_EXERCISE GOAL_.
In the records below, the line with "Put one point on each instance of the crossed" opens the range and the line with "Put one point on each instance of the large" closes it; print that range exactly and nothing else.
START PROVIDED RECORDS
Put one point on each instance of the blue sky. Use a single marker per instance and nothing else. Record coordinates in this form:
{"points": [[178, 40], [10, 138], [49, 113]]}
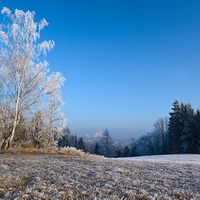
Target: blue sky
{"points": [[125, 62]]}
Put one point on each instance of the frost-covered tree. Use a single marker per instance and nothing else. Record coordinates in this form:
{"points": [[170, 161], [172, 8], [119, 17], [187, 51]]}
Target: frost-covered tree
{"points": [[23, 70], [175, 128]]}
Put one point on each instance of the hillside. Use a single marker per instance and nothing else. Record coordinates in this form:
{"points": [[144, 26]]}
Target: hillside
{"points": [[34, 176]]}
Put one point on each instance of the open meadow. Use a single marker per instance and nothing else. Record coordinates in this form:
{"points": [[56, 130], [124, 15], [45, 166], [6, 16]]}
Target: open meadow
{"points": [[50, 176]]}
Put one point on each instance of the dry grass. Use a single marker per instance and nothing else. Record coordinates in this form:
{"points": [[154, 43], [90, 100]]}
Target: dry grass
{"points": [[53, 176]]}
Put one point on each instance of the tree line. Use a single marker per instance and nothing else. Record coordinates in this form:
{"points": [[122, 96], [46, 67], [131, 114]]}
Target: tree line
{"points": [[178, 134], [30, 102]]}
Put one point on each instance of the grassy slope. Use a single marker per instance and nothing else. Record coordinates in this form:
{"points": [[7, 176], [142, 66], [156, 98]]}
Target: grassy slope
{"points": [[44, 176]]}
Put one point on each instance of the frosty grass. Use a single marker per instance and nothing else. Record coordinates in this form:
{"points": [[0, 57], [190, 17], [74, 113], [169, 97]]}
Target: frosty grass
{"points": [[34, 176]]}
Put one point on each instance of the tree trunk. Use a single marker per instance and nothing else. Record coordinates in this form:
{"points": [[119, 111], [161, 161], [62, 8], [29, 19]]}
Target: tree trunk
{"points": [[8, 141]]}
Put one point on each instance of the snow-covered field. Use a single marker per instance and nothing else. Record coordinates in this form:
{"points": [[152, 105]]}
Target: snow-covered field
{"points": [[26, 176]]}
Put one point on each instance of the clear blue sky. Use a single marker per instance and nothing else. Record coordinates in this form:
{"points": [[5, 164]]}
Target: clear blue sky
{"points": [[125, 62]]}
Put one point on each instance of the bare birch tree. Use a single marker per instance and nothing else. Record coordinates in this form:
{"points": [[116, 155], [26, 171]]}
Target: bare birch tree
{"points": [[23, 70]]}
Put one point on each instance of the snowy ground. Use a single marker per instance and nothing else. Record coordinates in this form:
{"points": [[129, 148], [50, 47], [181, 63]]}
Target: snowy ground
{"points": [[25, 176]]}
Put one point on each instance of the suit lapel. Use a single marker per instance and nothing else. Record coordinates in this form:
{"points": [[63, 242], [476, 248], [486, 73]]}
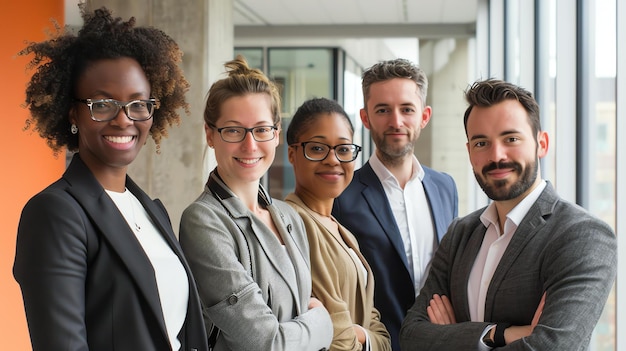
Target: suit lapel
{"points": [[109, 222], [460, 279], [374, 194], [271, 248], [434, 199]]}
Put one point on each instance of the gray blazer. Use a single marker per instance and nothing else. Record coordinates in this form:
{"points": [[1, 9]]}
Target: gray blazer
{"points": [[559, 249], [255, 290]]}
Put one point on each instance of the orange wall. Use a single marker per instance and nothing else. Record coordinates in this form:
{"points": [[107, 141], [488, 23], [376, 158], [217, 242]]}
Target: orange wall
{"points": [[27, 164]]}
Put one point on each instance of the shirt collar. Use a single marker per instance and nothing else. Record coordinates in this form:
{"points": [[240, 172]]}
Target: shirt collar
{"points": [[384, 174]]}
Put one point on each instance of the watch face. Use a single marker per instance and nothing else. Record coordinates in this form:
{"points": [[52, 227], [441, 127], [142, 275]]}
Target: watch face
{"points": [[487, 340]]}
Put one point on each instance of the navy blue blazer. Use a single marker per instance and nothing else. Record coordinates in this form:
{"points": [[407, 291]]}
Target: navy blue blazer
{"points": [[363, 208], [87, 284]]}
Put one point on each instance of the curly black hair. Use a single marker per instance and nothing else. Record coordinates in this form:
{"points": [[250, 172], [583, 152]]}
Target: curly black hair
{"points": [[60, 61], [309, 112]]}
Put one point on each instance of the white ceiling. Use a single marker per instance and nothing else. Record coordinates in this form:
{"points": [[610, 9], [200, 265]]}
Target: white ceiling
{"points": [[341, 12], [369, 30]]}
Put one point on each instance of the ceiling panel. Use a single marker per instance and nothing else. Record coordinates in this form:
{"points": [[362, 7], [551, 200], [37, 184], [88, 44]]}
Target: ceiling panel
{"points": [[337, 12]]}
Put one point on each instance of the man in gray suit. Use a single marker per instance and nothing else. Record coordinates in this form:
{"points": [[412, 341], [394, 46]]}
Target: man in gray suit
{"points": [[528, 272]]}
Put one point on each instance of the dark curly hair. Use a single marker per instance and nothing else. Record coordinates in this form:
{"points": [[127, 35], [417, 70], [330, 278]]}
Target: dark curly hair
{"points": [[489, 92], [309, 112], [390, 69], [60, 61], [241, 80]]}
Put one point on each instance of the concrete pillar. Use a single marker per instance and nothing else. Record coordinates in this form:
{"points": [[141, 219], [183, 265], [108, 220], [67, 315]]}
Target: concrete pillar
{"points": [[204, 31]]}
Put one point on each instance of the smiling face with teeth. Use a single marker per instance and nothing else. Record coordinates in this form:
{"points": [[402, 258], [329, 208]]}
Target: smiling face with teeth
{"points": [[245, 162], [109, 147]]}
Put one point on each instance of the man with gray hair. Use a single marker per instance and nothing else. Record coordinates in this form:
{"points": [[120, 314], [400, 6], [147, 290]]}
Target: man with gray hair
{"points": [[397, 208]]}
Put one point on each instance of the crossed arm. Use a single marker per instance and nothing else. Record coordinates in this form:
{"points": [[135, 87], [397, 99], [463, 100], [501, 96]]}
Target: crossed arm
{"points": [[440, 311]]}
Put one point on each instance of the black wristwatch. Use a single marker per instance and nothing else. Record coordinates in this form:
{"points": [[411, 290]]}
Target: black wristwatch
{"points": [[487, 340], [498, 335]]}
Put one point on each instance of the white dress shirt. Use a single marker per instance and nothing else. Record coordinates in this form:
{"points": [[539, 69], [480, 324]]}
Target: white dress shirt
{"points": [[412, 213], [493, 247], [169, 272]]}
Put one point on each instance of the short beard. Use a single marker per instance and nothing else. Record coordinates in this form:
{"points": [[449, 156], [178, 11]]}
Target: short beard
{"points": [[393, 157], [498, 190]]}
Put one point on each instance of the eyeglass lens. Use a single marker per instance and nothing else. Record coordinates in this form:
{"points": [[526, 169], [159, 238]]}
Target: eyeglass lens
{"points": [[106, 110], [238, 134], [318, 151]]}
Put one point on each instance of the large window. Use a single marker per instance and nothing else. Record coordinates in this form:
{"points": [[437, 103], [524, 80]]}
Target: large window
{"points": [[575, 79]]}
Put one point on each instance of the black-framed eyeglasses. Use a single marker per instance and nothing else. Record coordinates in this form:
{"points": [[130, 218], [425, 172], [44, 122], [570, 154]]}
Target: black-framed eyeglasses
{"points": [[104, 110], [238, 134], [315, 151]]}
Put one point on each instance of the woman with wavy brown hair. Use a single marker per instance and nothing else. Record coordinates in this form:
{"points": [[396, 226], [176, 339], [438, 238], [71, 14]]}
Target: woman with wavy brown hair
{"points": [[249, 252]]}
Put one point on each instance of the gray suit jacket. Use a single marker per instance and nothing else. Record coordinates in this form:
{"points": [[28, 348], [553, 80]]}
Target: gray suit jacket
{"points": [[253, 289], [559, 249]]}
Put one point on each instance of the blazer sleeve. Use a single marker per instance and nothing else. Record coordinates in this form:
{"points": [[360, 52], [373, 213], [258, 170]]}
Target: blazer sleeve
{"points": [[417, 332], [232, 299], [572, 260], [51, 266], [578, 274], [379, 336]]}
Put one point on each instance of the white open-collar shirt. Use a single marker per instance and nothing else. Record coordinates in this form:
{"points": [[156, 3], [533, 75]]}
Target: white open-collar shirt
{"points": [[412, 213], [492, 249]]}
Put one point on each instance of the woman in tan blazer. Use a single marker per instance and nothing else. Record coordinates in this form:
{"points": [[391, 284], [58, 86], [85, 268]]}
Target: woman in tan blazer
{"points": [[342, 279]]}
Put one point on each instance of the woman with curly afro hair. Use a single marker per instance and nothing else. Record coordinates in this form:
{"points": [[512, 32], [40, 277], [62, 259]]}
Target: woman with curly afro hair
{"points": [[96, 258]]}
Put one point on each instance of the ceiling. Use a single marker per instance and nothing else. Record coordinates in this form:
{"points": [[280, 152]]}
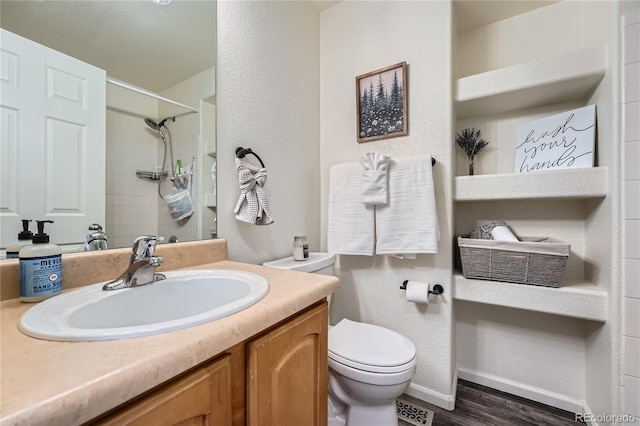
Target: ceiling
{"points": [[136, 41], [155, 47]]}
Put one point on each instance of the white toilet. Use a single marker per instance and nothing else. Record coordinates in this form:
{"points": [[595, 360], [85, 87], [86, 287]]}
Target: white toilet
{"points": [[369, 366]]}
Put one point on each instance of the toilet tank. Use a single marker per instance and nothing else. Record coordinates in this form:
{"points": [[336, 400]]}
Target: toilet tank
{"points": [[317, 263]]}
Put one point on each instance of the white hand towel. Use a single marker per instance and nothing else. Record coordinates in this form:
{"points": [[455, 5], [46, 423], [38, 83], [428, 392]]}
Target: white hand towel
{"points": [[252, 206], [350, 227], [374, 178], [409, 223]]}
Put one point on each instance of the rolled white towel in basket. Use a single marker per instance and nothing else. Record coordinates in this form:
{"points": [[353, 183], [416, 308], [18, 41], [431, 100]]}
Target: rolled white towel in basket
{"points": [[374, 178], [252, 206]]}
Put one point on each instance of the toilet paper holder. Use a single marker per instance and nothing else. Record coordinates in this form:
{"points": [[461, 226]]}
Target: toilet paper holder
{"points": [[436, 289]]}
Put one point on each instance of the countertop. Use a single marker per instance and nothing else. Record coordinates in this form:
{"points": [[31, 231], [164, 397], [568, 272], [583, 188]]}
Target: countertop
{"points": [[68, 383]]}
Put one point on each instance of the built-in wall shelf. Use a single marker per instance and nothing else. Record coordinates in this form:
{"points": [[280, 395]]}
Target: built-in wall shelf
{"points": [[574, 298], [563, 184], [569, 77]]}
END PROVIDED RECORDS
_SOLUTION_.
Put one point on each instance of the crossed arm. Use a single marker per instance and nothing else. Record coordinates in this form:
{"points": [[135, 87], [397, 99], [463, 100], [501, 96]]}
Target: crossed arm
{"points": [[440, 311]]}
Put one point on each instance of the black wristwatch. Use a single marker per instance and nothing else. Record coordinates in this form:
{"points": [[411, 290]]}
Target: black wristwatch
{"points": [[487, 340], [498, 335]]}
Put one point on each instance of the white dress shirt. Use a single marker per instance and nothing else. Record coordinates in this form:
{"points": [[539, 69], [480, 324]]}
Target: white dress shirt
{"points": [[412, 213], [493, 247], [169, 272]]}
Put one point on each instance of the short beard. Use a single marker per instance and nothing else. Record coordinates in this form:
{"points": [[449, 156], [178, 11]]}
Target: short beard
{"points": [[393, 157], [498, 190]]}
Put one point on each instance of the eyeglass lens. Use a single marker per instance and nothing else. Record coordinates in this form:
{"points": [[526, 169], [159, 238]]}
Target: eyeglass lens
{"points": [[106, 110], [238, 134], [318, 151]]}
Put one point on each instance of the large window. Use a single marker per instance and nothing else. Record coordinates in this form:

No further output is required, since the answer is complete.